株式会社トラスト 太陽薬局(松江市西川津町1204)

代表 郡山 信宏さん(52)

患者宅に薬を配達し服薬指導も

在宅療養をしている人の生活環境は千差万別で、心身の不調による薬の飲み忘れ、飲み間違いが心配され、時に命の危険をもたらすことさえある。そんなリスクを減らすため、松江市の薬剤師・郡山信宏さん(52)は薬局勤務時代の約10年前から在宅訪問支援に挑戦。2011年に独立し、市内に2店舗を構えながら施設、自宅を対象に訪問活動を続けている。
 この日訪問した市北部の農村に住むAさん(83)は認知症の妻を施設に預けて一人暮らし。長身で頑健そうだが心筋梗塞の恐れを常に抱えており、自宅玄関脇の居室のベッド横には血圧計、電話の子機と連絡先を大書した紙が置いてあった。「また来たよ。顔分かる?」。明るく会話しながら郡山さんが複数の薬を一包にまとめて、ふすまに張った服薬カレンダーのポケットに入れ、服用の注意を念押しする。

================================

課題
本文のうち「在宅療養をしている人の生活環」から「れ、服用の注意を念押しする。」までを、両端も含めて一字一句違えずに書き写せ。

データ一覧
================================

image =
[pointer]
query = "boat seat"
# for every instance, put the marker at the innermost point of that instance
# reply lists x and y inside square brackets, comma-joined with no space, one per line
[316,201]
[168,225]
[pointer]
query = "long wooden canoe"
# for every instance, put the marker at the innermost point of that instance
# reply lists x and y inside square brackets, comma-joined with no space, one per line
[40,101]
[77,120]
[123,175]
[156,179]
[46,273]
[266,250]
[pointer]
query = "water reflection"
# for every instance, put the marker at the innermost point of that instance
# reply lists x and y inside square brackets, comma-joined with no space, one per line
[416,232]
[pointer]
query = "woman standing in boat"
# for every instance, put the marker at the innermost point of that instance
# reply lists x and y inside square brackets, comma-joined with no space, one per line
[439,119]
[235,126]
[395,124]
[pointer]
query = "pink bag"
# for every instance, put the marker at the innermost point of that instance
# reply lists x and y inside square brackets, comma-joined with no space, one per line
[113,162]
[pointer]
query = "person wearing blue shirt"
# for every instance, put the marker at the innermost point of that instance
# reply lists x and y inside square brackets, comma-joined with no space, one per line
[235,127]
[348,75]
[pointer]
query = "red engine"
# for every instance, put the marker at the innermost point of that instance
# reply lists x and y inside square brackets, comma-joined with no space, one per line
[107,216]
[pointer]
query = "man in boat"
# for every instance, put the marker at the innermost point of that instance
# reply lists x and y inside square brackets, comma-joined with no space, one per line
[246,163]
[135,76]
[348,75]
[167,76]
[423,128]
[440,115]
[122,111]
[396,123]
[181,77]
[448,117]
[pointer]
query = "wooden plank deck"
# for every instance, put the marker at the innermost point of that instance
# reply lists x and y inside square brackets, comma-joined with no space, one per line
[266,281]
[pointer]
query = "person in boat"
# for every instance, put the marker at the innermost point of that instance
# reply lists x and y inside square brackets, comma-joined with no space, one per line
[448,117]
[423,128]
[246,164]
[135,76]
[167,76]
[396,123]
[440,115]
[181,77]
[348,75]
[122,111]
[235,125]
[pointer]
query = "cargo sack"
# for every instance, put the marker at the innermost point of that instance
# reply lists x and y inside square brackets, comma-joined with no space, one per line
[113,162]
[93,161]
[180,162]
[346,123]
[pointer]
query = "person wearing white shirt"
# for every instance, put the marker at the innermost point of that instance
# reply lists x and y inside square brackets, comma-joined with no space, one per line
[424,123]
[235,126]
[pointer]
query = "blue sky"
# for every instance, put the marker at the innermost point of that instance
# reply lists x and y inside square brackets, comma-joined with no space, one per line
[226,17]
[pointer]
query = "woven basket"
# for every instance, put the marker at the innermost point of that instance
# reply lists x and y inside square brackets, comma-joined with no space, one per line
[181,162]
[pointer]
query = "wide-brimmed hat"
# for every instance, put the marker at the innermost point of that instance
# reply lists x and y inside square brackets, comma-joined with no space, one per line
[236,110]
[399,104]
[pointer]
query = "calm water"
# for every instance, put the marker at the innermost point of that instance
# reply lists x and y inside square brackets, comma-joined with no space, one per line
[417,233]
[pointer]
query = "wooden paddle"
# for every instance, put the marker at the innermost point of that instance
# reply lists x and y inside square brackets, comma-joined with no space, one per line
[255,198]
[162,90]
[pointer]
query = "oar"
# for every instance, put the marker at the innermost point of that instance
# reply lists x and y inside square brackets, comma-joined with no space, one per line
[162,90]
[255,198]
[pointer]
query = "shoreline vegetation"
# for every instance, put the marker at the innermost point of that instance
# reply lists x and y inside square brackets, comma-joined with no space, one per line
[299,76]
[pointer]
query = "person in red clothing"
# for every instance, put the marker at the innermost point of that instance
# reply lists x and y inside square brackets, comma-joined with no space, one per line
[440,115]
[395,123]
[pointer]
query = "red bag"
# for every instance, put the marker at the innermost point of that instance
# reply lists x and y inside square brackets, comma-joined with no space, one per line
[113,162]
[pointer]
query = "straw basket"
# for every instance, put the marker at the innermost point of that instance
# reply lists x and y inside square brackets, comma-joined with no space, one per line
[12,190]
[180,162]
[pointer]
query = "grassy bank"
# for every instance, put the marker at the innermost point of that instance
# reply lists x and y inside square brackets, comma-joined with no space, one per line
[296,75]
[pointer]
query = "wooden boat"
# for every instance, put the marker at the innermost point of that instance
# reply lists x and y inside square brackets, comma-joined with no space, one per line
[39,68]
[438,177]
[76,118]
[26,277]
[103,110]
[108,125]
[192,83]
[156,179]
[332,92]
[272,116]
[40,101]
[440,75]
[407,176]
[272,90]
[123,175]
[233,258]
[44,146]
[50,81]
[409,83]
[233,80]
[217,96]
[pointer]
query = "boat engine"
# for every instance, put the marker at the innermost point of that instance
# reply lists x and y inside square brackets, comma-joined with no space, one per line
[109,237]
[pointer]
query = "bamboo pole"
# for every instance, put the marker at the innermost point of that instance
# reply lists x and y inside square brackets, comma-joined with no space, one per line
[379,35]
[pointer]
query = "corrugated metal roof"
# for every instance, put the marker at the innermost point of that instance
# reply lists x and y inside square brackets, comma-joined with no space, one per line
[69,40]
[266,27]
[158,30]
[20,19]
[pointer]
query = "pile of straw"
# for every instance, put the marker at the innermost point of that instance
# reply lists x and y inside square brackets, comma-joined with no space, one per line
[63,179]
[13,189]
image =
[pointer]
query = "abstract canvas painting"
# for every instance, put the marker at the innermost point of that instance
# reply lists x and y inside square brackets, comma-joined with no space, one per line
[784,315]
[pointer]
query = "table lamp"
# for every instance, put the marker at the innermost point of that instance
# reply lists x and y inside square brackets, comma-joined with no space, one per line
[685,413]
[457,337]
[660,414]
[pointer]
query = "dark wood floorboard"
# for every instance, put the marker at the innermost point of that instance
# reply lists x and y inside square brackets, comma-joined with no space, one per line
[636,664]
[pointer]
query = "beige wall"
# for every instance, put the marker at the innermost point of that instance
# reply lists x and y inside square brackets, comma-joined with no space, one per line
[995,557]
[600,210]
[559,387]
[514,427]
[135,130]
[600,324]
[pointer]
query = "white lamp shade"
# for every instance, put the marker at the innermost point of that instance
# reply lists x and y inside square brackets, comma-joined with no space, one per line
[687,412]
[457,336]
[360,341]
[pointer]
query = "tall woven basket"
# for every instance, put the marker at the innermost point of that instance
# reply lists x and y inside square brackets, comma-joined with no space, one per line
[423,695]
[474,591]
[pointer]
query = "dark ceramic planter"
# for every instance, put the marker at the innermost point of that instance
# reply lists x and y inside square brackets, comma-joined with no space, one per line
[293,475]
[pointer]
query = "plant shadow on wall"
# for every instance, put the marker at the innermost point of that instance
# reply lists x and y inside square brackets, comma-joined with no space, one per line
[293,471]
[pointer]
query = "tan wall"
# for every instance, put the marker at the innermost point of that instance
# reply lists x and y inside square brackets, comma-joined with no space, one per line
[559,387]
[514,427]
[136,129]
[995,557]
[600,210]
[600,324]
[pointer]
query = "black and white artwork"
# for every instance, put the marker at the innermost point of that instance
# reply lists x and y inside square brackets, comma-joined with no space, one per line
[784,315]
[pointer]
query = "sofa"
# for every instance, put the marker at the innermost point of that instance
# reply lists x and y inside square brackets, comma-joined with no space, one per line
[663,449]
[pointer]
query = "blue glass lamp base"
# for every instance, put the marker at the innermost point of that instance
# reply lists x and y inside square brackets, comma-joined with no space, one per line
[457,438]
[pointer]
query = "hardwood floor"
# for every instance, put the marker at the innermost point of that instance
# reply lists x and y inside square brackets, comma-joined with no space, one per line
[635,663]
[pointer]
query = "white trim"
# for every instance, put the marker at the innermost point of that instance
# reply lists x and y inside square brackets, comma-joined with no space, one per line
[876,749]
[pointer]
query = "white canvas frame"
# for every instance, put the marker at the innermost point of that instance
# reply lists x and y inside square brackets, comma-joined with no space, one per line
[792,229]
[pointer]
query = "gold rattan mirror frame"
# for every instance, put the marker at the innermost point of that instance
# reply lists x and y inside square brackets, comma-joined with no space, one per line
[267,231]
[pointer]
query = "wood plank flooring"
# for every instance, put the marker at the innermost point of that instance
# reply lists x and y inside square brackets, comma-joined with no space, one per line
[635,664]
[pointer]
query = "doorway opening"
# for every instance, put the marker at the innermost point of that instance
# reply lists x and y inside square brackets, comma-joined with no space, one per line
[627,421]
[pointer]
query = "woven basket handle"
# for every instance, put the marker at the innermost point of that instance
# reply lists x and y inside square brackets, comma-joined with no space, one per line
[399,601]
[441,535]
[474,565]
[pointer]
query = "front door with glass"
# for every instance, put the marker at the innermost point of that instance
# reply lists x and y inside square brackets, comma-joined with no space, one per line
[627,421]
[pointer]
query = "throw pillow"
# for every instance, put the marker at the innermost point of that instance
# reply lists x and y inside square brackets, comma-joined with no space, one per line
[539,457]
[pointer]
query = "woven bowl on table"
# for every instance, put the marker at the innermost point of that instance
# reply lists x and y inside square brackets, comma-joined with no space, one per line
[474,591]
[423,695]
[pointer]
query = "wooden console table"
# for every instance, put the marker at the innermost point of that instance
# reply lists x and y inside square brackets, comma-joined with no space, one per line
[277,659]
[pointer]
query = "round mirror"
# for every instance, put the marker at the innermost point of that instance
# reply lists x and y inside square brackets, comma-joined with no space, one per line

================================

解答例
在宅療養をしている人の生活環境は千差万別で、心身の不調による薬の飲み忘れ、飲み間違いが心配され、時に命の危険をもたらすことさえある。そんなリスクを減らすため、松江市の薬剤師・郡山信宏さん(52)は薬局勤務時代の約10年前から在宅訪問支援に挑戦。2011年に独立し、市内に2店舗を構えながら施設、自宅を対象に訪問活動を続けている。
 この日訪問した市北部の農村に住むAさん(83)は認知症の妻を施設に預けて一人暮らし。長身で頑健そうだが心筋梗塞の恐れを常に抱えており、自宅玄関脇の居室のベッド横には血圧計、電話の子機と連絡先を大書した紙が置いてあった。「また来たよ。顔分かる?」。明るく会話しながら郡山さんが複数の薬を一包にまとめて、ふすまに張った服薬カレンダーのポケットに入れ、服用の注意を念押しする。